## BEGIN WORKING DATA

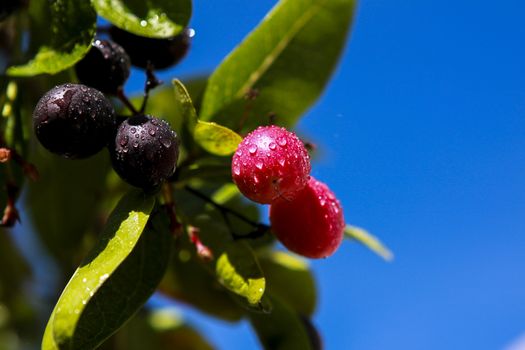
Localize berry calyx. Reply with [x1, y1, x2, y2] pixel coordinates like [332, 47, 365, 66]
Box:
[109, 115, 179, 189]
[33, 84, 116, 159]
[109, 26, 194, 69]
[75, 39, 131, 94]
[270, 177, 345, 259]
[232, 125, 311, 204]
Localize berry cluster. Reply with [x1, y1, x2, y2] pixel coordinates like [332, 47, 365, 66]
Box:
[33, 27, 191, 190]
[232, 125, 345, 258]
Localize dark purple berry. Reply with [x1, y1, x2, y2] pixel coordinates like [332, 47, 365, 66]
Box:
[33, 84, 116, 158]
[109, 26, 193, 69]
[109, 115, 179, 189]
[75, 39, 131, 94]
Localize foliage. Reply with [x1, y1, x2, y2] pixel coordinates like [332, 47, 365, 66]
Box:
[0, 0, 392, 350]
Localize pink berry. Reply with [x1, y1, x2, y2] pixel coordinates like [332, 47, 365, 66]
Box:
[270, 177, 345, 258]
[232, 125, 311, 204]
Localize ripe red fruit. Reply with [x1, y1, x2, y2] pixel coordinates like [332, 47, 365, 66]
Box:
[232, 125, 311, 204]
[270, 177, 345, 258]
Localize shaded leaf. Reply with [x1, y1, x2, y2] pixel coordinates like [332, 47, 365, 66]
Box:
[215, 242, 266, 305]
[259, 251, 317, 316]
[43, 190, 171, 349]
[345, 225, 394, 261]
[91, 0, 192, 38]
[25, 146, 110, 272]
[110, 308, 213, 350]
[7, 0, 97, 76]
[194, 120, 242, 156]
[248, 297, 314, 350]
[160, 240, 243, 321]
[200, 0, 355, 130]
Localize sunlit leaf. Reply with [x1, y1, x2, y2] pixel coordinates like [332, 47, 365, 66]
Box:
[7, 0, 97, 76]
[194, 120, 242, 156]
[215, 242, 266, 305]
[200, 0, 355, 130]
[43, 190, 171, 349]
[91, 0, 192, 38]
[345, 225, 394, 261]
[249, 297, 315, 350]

## END WORKING DATA
## BEGIN WORKING DATA

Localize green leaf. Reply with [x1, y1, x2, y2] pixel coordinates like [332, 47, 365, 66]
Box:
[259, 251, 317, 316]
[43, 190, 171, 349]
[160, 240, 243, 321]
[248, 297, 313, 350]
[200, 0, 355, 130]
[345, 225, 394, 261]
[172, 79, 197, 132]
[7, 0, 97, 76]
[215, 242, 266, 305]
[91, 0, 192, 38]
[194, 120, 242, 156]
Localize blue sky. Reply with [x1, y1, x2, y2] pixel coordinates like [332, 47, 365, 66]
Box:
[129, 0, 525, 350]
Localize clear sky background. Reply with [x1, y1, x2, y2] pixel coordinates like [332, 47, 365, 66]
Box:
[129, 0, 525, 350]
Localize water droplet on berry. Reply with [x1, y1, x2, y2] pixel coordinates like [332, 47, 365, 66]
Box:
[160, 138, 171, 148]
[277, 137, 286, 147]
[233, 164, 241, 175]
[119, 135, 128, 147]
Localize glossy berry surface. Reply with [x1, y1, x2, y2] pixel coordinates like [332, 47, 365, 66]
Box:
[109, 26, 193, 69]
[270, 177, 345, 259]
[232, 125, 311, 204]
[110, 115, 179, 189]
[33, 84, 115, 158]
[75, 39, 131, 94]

## END WORKING DATA
## BEGIN WORKING DATA

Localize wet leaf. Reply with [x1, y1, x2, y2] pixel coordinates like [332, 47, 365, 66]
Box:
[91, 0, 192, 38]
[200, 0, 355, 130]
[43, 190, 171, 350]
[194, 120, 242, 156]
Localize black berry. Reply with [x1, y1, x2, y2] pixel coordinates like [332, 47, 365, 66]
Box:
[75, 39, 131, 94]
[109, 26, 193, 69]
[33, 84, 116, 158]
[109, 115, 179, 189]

## END WORKING DATA

● **STATED PROBLEM**: Please rewrite the records starting with the line with "Localize dark purple" and going on through the line with "[249, 297, 315, 350]", switching "Localize" to "Locate" and changing nothing else. Return only those lines.

● **IN RESPONSE**:
Locate dark purple berry. Reply with [x1, y1, x2, y2] pixel coordinates like [332, 47, 365, 66]
Box:
[33, 84, 116, 158]
[109, 26, 193, 69]
[109, 115, 179, 189]
[75, 39, 131, 94]
Locate foliage. Reply with [x1, y1, x2, y2] pixel coordinates like [332, 47, 365, 66]
Box:
[0, 0, 392, 350]
Locate pink berry. Reply with [x1, y1, x2, y2] pixel coordinates like [332, 47, 365, 66]
Box:
[270, 177, 345, 258]
[232, 125, 311, 204]
Locate ripe red fruit. Reply with [x1, y1, x2, y2] pixel coordinates like [332, 47, 365, 66]
Box:
[232, 125, 311, 204]
[270, 177, 345, 258]
Locate shaded leaf. Reply with [x1, y1, x2, y2] pixel coordinates like [332, 47, 365, 66]
Box:
[215, 242, 266, 305]
[259, 251, 317, 316]
[43, 190, 171, 349]
[345, 225, 394, 261]
[91, 0, 192, 38]
[25, 146, 110, 272]
[110, 308, 213, 350]
[7, 0, 97, 76]
[194, 120, 242, 156]
[248, 297, 314, 350]
[160, 240, 243, 321]
[200, 0, 355, 130]
Locate sunlit leaf. Reply with [x1, y1, x2, y2] pixel coordinates like [332, 47, 365, 66]
Box:
[7, 0, 97, 76]
[194, 120, 242, 156]
[215, 242, 266, 305]
[200, 0, 355, 130]
[43, 190, 171, 349]
[91, 0, 192, 38]
[345, 225, 394, 261]
[249, 297, 315, 350]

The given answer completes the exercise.